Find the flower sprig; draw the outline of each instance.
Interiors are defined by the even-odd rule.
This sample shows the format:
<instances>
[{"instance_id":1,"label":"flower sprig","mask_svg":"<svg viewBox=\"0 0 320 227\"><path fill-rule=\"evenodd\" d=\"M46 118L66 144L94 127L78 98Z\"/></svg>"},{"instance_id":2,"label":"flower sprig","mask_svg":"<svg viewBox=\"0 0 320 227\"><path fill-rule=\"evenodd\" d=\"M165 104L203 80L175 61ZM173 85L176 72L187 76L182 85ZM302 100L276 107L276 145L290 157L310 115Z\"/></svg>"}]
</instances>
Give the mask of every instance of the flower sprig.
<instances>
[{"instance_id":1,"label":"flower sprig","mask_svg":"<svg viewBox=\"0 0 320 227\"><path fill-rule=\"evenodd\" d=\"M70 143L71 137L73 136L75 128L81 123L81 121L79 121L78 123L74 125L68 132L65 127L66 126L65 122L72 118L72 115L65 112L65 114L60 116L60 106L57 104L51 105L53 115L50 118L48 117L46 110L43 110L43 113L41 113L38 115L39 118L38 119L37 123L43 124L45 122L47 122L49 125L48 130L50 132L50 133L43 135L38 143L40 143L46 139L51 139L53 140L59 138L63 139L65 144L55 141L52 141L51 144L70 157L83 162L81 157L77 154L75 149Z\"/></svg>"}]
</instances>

(WHAT IS NEEDED)
Reproduce the listing above with "even-odd rule" renamed to "even-odd fill rule", keeping everything else unchanged.

(FINISHED EXERCISE)
Find the flower sprig; draw the outline of each instance.
Interiors are defined by the even-odd fill rule.
This sample shows the format:
<instances>
[{"instance_id":1,"label":"flower sprig","mask_svg":"<svg viewBox=\"0 0 320 227\"><path fill-rule=\"evenodd\" d=\"M46 118L66 144L94 127L78 98Z\"/></svg>"},{"instance_id":2,"label":"flower sprig","mask_svg":"<svg viewBox=\"0 0 320 227\"><path fill-rule=\"evenodd\" d=\"M165 104L203 80L175 61ZM173 85L176 72L187 76L182 85ZM302 100L276 107L276 145L290 157L310 115Z\"/></svg>"}]
</instances>
Give the mask of every instance of the flower sprig.
<instances>
[{"instance_id":1,"label":"flower sprig","mask_svg":"<svg viewBox=\"0 0 320 227\"><path fill-rule=\"evenodd\" d=\"M70 143L71 137L73 136L75 128L81 123L81 121L79 121L78 123L74 125L68 132L65 127L66 126L65 122L72 118L72 115L65 112L65 114L60 116L60 106L57 104L51 105L53 115L50 118L48 117L46 110L43 110L43 113L41 113L38 115L39 118L38 119L37 123L43 124L45 122L47 122L49 125L48 130L50 132L50 133L43 135L38 143L40 143L46 139L51 139L53 140L59 138L63 139L65 144L55 141L52 141L51 144L70 157L83 162L81 157L77 154L75 149Z\"/></svg>"}]
</instances>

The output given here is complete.